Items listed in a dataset
------------------------------------
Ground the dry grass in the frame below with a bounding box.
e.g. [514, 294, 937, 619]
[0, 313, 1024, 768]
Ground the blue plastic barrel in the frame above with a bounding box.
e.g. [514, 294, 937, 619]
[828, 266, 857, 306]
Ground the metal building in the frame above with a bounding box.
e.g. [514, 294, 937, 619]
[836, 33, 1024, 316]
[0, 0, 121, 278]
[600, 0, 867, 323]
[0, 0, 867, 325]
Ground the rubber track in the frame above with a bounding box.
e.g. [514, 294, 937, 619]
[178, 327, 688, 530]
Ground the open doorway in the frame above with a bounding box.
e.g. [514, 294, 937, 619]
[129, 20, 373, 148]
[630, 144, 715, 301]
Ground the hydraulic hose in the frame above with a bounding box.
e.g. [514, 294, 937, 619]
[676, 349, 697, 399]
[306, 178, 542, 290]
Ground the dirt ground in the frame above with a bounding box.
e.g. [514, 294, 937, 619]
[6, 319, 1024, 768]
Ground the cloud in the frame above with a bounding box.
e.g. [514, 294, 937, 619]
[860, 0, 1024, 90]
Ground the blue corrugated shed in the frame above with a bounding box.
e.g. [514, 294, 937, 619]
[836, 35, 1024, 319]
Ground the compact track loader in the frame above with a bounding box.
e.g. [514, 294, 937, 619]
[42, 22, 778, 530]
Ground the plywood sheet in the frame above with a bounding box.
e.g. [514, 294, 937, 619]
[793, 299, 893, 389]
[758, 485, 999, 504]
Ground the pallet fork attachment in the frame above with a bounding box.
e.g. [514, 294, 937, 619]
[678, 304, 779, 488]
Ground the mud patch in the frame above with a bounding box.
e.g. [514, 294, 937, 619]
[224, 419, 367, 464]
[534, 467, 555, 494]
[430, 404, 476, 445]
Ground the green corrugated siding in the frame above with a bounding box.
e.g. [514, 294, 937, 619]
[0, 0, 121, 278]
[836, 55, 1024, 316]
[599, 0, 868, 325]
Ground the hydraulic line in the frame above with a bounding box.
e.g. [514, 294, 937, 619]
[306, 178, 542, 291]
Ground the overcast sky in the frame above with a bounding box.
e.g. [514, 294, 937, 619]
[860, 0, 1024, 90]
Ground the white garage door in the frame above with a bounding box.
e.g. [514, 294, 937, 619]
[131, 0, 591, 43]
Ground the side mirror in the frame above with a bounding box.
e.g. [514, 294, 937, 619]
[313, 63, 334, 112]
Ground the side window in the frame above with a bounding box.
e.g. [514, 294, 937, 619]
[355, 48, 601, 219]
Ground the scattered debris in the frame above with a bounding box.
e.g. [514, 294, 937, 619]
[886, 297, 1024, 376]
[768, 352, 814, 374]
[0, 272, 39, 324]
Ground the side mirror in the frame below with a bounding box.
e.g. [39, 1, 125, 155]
------------------------------------
SET EXERCISE
Rewrite all of the records above, replacing "bounding box" with "rectangle" wherever it occurs. Keep everything else the same.

WRITTEN SOLUTION
Ground the dry grass in the frame below with a rectangle.
e.g. [514, 294, 937, 619]
[0, 313, 1024, 768]
Ground the blue plastic barrel in the frame above with a rectangle.
e.g. [514, 294, 937, 619]
[828, 266, 857, 306]
Ground the metal building in the frame above with a rectangle.
e.g. [514, 294, 937, 619]
[836, 33, 1024, 316]
[0, 0, 121, 278]
[600, 0, 867, 323]
[0, 0, 867, 325]
Ground the rubber track in the frame above with a rectangle.
e.g. [514, 294, 937, 619]
[178, 327, 688, 530]
Ground the open doorway in the frame above with a rectangle.
e.g. [514, 294, 937, 619]
[129, 20, 373, 148]
[630, 144, 715, 301]
Ground the hydraulic hose in the frame above with a rectangle.
e.g. [514, 294, 937, 619]
[676, 349, 697, 399]
[306, 178, 542, 290]
Ground the dirt ground in the frame above with a rectangle.
e.g. [514, 294, 937, 619]
[6, 319, 1024, 768]
Ground the cloud in the frame above with a rectangle.
e.g. [514, 294, 937, 619]
[860, 0, 1024, 90]
Ground the blue corrugated shed in the frame above with a rectangle.
e.g. [514, 294, 937, 619]
[836, 35, 1024, 319]
Ground the compact track loader in the frame above with a rectangle.
e.g. [514, 294, 937, 619]
[42, 22, 778, 530]
Ground the plywood sheet in the frame above with a rectangle.
e.g. [514, 294, 937, 619]
[793, 299, 893, 389]
[758, 485, 999, 504]
Ground the pallet fork attachment in the frame above with a rectangle.
e.g. [514, 294, 937, 619]
[678, 304, 779, 488]
Ground the mud patch in the frame above with a rectangle.
e.g. [514, 294, 937, 619]
[224, 419, 367, 464]
[534, 467, 555, 494]
[430, 404, 476, 445]
Ground the green corrugated siding in the frame above with a rectangle.
e.g. [514, 294, 937, 619]
[0, 0, 121, 278]
[836, 55, 1024, 316]
[599, 0, 868, 325]
Ground the hydraulic line in the frame above with a rectangle.
e.g. [514, 294, 937, 619]
[306, 178, 542, 291]
Ground the overcast sky in the frame above with a rectangle.
e.g. [514, 294, 937, 619]
[860, 0, 1024, 90]
Ground the white garage door in the frame above with a rectangle.
e.g. [514, 294, 937, 619]
[131, 0, 591, 43]
Ground the side mirror in the frame above with a rectangle.
e.g. [514, 294, 937, 619]
[313, 63, 334, 112]
Ground the side window in the frame above with a rectangle.
e.g. [514, 294, 937, 619]
[355, 48, 601, 219]
Ground the scattered debris in the frame above with a rectangle.
e.g. [514, 294, 937, 619]
[886, 297, 1024, 376]
[768, 352, 814, 374]
[0, 272, 39, 324]
Ground the side mirror in the frame below with a rectangle.
e.g. [39, 1, 125, 155]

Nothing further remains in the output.